(Point-per-instance localization data)
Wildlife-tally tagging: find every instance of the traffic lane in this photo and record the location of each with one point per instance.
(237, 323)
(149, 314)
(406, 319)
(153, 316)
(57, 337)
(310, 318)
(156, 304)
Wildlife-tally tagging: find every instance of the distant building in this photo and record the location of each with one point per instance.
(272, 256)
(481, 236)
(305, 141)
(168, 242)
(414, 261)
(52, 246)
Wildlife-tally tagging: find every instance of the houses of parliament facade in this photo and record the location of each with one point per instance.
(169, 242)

EXERCISE BRIEF: Every entry above should be written out again, precisely.

OUTPUT OF THE TASK:
Wildlife-tally tagging: find every instance of the traffic lane in this photo and record the location of each with one point per instance.
(237, 323)
(149, 314)
(406, 319)
(153, 316)
(57, 337)
(310, 318)
(156, 304)
Wildlife-tally tagging: find every instance of the distant building in this photo and record the location of each with one point per instance.
(272, 256)
(481, 236)
(305, 141)
(168, 242)
(414, 261)
(52, 246)
Wildlife-tally tagging: find every instance of the houses of parliament facade in this photo and record the location of each with one point per instance.
(169, 242)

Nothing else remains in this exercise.